PASSAGE FOR REVIEW:
While from ancient times two principles, that of imitation and that of the transformation of reality have been at odds with each other when determining the true expression of the essence of artistic activity, it appears that the sorting out of this conflict is only possible through positing a third principle in the place of these two: the principle of the production of reality. For art is nothing other than the means with which man in the first place gains reality. (4) Although it is difficult to see the problem so categorically, this distinction, between representing and creating reality, is important to mention when considering these works. The tension between the realities of the surface of the canvas, of the artwork as reality

and the realm of experience, of the three dimensional, visceral moment is to somehow be resolved precisely in this art as the “means with which in the first place one gains reality.” This is an aesthetic of the production, not the mere consumption of the world. The now largely forgotten art historian Carl Einstein had certainly also read his Fiedler:

 

True realism does not mean representing objects but rather creating them.

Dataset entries
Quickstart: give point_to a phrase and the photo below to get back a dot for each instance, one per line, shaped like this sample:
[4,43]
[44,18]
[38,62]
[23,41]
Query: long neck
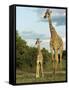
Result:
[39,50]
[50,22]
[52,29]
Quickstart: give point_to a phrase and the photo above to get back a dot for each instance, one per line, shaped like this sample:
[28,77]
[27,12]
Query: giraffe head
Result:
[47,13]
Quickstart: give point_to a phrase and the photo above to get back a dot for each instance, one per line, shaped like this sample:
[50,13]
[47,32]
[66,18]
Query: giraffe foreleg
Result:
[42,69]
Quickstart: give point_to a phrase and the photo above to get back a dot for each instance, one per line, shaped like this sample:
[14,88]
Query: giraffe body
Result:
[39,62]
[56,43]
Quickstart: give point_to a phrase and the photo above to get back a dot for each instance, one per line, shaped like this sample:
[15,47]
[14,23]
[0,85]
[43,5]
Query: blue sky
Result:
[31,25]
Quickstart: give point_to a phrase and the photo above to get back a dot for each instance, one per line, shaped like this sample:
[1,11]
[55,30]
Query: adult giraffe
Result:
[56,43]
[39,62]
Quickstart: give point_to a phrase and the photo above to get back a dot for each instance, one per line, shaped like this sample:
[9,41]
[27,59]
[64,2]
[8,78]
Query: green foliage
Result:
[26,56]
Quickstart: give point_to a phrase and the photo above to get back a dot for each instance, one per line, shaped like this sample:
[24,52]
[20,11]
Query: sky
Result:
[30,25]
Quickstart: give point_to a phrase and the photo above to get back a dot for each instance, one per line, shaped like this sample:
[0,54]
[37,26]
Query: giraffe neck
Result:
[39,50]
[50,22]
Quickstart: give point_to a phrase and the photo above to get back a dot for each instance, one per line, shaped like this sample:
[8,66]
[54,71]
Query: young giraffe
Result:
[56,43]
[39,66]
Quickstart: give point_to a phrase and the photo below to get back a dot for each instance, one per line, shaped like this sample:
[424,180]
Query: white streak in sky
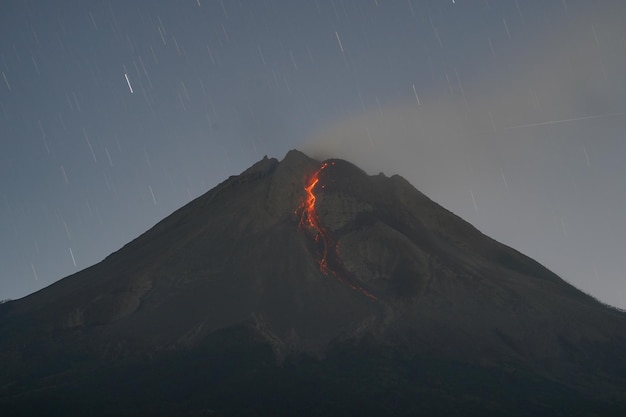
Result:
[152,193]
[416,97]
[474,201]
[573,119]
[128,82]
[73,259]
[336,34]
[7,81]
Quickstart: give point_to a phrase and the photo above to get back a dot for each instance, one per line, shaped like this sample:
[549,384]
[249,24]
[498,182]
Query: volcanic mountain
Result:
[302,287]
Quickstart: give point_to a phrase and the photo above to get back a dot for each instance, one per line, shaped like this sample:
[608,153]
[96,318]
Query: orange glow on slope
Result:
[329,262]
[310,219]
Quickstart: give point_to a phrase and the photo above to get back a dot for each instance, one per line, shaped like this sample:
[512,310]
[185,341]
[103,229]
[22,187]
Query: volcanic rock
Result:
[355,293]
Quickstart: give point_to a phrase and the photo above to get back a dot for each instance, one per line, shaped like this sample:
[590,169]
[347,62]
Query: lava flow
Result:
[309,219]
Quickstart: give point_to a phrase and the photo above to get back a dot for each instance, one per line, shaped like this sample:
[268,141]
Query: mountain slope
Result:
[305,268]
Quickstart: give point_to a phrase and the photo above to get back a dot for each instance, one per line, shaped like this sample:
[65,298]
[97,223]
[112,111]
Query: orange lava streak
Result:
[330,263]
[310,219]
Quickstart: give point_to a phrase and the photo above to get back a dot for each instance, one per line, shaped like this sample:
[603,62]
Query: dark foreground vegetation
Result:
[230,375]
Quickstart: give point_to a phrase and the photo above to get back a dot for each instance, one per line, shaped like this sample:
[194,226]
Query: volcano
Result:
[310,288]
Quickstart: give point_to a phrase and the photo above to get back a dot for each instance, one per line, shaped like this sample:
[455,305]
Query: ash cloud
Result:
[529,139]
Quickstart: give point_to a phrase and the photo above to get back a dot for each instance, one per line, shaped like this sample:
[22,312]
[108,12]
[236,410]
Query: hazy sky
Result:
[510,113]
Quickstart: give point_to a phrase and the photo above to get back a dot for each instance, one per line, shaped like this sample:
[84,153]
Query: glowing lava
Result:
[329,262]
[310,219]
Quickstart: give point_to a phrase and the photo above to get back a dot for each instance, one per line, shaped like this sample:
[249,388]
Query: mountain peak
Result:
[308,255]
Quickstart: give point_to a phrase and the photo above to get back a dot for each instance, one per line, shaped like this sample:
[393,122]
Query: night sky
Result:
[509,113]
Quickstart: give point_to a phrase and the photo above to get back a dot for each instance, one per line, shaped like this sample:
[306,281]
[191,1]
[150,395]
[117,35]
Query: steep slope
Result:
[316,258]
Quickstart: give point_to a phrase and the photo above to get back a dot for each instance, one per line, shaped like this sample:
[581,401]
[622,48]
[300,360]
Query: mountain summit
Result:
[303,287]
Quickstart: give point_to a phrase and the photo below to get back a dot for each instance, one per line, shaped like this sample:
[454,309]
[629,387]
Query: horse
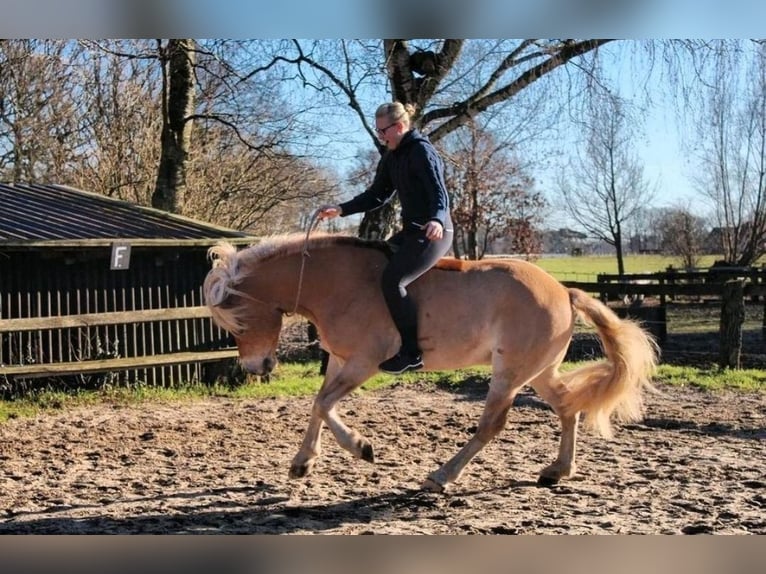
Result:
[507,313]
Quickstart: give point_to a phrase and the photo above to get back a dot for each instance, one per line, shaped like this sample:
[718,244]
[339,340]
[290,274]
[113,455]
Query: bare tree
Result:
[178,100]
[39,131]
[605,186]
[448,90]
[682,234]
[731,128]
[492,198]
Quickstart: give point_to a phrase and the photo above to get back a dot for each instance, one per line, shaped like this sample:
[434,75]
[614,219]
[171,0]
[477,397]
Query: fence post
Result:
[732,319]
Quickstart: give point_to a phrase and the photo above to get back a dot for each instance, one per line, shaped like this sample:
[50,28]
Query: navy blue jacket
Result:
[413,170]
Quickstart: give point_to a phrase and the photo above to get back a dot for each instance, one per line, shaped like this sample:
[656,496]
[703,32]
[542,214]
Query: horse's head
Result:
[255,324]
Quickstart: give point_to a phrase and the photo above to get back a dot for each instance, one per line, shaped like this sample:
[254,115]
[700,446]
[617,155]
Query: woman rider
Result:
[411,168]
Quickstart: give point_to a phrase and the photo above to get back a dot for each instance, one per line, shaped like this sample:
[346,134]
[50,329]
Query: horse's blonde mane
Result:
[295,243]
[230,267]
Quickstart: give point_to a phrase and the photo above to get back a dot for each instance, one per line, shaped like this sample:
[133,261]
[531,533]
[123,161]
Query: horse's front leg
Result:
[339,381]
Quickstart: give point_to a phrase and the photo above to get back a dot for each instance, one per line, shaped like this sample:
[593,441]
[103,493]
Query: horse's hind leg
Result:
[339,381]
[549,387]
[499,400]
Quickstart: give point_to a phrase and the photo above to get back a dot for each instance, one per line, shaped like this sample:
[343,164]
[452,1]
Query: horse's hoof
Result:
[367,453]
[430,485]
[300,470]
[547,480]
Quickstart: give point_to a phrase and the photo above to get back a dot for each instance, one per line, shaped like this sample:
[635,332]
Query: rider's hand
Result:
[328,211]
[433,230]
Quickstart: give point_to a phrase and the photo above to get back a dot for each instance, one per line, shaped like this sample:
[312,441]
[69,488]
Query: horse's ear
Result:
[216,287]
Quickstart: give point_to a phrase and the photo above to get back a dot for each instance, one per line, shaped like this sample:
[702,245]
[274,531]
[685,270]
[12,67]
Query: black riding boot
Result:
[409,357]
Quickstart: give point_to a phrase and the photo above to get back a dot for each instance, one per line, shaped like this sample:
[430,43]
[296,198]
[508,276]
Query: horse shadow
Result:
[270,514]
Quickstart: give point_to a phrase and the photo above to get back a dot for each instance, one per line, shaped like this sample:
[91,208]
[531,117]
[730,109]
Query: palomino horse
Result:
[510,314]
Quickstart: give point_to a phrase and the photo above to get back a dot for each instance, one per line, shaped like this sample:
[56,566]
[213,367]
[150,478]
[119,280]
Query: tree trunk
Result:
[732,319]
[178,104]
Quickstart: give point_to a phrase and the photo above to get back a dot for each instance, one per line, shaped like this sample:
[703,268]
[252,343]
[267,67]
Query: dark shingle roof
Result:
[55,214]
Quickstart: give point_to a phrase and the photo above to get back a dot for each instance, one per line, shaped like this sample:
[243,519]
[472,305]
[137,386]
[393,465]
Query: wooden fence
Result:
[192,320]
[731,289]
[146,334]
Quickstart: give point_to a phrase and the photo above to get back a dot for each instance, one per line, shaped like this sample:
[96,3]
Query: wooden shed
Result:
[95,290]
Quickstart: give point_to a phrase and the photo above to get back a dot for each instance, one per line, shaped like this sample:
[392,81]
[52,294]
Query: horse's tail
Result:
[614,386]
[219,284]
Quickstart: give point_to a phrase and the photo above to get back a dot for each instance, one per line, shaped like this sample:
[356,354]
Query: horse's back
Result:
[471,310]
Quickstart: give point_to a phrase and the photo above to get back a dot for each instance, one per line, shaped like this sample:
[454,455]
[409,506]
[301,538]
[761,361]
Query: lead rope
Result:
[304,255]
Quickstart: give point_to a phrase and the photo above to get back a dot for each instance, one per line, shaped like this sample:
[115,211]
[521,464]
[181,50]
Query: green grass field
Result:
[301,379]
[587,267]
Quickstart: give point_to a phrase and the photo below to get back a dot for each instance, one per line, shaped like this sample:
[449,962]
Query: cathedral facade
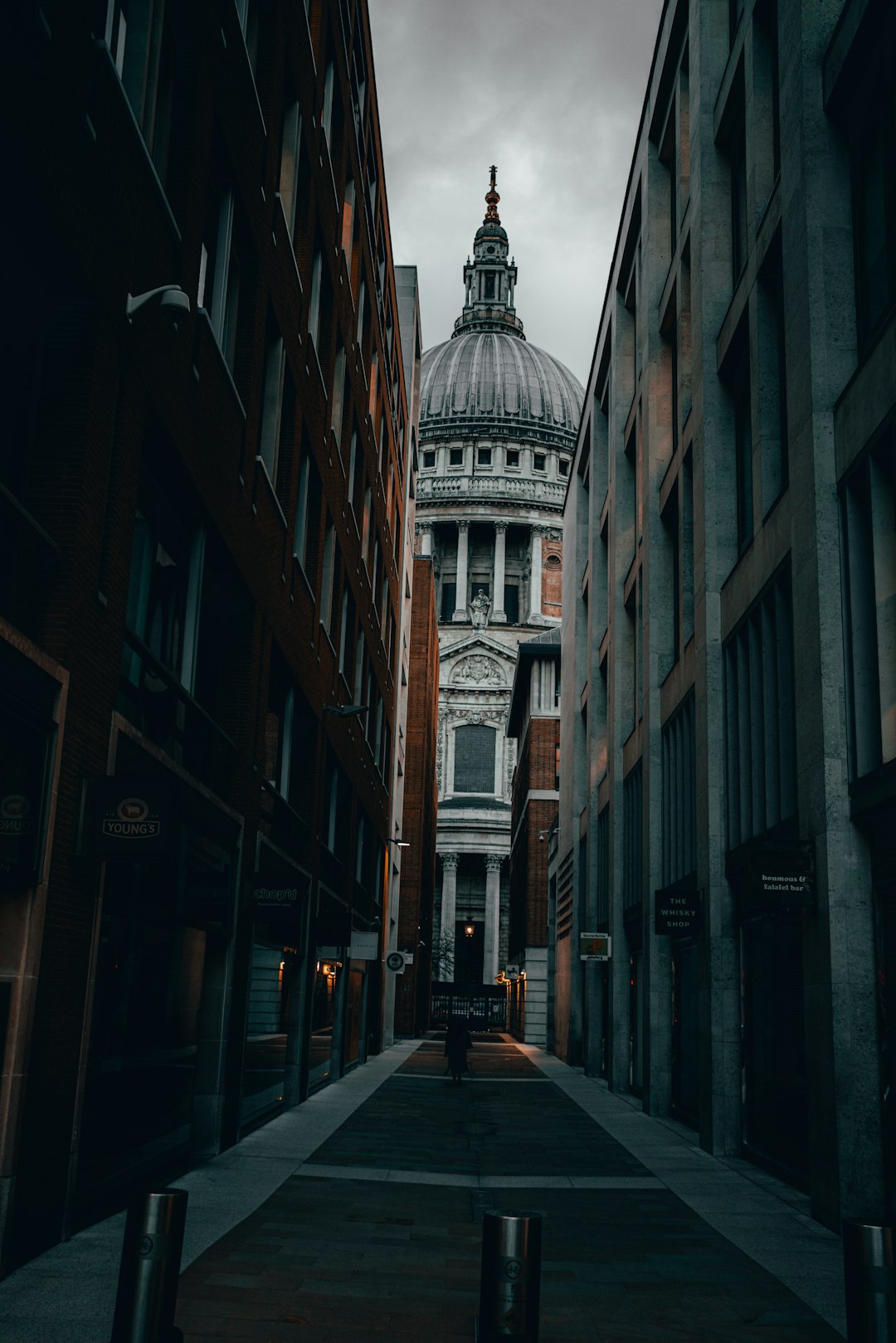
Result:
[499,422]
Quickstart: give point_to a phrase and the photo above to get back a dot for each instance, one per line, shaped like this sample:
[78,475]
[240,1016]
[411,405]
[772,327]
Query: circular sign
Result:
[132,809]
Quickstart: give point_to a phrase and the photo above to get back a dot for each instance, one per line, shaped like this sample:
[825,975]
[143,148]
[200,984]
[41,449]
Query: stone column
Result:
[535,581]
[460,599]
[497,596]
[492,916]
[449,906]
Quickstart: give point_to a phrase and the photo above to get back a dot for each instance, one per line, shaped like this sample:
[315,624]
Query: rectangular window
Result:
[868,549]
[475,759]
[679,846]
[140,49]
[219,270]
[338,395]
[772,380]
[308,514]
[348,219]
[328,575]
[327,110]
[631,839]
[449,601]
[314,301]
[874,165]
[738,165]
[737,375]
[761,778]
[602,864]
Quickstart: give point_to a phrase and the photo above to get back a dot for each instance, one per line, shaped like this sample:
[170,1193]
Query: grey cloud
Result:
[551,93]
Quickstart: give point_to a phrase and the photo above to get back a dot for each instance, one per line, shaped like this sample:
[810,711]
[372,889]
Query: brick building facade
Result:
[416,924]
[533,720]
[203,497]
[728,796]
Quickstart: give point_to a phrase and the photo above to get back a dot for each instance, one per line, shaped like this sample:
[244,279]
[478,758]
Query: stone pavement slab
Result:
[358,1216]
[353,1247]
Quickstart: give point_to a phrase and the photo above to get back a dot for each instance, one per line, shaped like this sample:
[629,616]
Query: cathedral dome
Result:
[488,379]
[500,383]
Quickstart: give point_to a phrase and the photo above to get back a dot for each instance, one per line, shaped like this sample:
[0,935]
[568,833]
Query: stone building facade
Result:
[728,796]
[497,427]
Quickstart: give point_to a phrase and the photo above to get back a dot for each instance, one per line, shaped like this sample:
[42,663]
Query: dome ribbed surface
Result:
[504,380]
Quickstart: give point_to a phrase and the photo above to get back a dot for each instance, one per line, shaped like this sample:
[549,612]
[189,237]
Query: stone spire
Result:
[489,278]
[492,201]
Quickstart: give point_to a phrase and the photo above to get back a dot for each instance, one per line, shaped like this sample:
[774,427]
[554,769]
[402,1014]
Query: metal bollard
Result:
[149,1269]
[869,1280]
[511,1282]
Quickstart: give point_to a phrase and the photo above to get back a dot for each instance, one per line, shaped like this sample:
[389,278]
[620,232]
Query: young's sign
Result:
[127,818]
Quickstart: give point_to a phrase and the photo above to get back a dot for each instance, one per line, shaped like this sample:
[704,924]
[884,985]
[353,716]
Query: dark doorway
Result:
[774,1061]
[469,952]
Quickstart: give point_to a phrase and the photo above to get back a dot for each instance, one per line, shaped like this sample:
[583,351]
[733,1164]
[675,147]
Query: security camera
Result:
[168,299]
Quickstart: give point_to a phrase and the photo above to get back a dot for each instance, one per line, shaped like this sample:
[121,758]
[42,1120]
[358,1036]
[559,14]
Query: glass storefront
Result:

TASKS FOR THIS EXERCISE:
A - Repeat the section of the passage on art and reality from "and the realm" up to and including "rather creating them.".
B - In the passage on art and reality, what third principle is proposed in place of imitation and transformation?

RESPONSES TO THE TASKS:
A -
and the realm of experience, of the three dimensional, visceral moment is to somehow be resolved precisely in this art as the “means with which in the first place one gains reality.” This is an aesthetic of the production, not the mere consumption of the world. The now largely forgotten art historian Carl Einstein had certainly also read his Fiedler:

 

True realism does not mean representing objects but rather creating them.

B - The principle of the production of reality.